**Supplied text:**
---
Where did I go wrong with my answer?

Question

Question: 10 unique balls are distributed randomly among 8 ordered baskets, what is the probability that the first basket is empty and the second basket has at least 1 ball in it?

My approach: first we put one ball inside the second basket, there are $10$ ways to do this, for each ball we put in the second basket we have $7^9$ ways to distribute the remaining 9 balls into 7 baskets. Now since it's obvious that our sample space is of size $8^{10}$ we get that the answer is $\frac{10*7^9}{8^{10}}$

however that answer makes no sense since $10*7^9 > 7^{10}$ which is the number of ways to distribute 10 balls into 7 baskets(without the limitation that the second basket must have atleast 1 ball). Can someone explain to me where I went wrong?

Also please note that I'm not interested in getting the right answer using a different approach I'm specifically trying to understand what is wrong with my reasoning

Answer 1

Let $A_i$, for each $i=1,2,\ldots, 10$, be the event

$$A_i = \{\text{Ball $i$ is in the second basket,}$$ $$\text{and the first basket is empty}\}.$$ Then indeed, ${\bf{P}}[A_i]$ is, $\frac{7^9}{8^{10}}$ for each $i=1,2,\ldots, 10$. You however, want to calculate ${\bf{P}}[A_1 \cup A_2 \cup \ldots A_{10}]$, and to this end you [incorrectly] claimed that ${\bf{P}}[A_1 \cup A_2 \cup \ldots A_{10}]$ is $\sum_{i=1}^{10}{\bf{P}}[A_i]$ $=$ $\frac{10 \times 7^9}{8^{10}}$. This would be correct iff the $A_i$s were disjoint.
---
**Data section:**
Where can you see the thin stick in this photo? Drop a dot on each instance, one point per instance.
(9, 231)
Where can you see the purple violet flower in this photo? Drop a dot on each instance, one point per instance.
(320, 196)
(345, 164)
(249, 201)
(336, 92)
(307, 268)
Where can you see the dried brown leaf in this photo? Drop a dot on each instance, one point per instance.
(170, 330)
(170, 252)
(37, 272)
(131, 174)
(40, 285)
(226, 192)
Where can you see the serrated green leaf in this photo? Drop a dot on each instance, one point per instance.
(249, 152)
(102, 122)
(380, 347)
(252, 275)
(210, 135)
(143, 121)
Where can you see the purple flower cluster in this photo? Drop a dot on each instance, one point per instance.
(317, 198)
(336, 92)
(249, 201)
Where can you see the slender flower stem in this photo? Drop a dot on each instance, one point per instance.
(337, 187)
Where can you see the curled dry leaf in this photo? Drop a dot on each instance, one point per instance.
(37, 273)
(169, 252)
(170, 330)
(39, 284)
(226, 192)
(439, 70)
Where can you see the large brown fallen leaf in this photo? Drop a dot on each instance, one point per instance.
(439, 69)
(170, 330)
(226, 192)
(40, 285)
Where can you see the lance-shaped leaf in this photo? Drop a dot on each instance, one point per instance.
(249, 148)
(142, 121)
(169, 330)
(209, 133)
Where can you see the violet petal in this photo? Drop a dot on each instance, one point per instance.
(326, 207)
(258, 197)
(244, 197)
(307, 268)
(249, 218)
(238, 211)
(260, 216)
---
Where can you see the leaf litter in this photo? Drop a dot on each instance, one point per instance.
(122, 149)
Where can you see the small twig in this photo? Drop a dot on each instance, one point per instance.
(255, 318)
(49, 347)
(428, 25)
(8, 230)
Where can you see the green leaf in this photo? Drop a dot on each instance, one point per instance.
---
**Given problem 1:** In the ball-distribution thread, under what condition would the poster's sum of the probabilities of the events $A_i$ be correct?
**Given problem 2:** Continue the ball-distribution thread after its final sentence.

**Exercise result 1:** The sum would be correct only if the events $A_i$ were disjoint.

**Exercise result 2:**
Where this is wrong however, is that the $A_i$s are not disjoint, and so ${\bf{P}}[A_1 \cup A_2 \cup \ldots A_{10}]$ is strictly less than $\sum_{i=1}^{10}{\bf{P}}[A_i]$ $=$ $\frac{10 \times 7^9}{8^{10}}$, and not equal, as you have claimed.

Answer 2

You over-counted.

Label the balls as B-1, B-2, ..., B-10.

Label the baskets K-1, K-2, ..., K-8.

Consider the very specific case where B-1 and B-2 both go into K-2, and the other $8$ balls all go into K-3.

Any algorithm that you adopt that enumerates each of the satisfying ways (i.e. K-1 empty, K-2 not empty) of distributing the $10$ balls, must count the specific case detailed in the previous paragraph, exactly once.

However, your computation of

$$10 \times 7^9 \tag1 $$

counts the specific situation more than once.

In (1) above, the first factor represents that there are $(10)$ choices for the ball that goes into K-2.

So, the specific case will be counted once when B-1 is the first ball sent to K-2 and then the specific case will be counted a second time, when B-2 is the first ball sent to K-2.

This is no good.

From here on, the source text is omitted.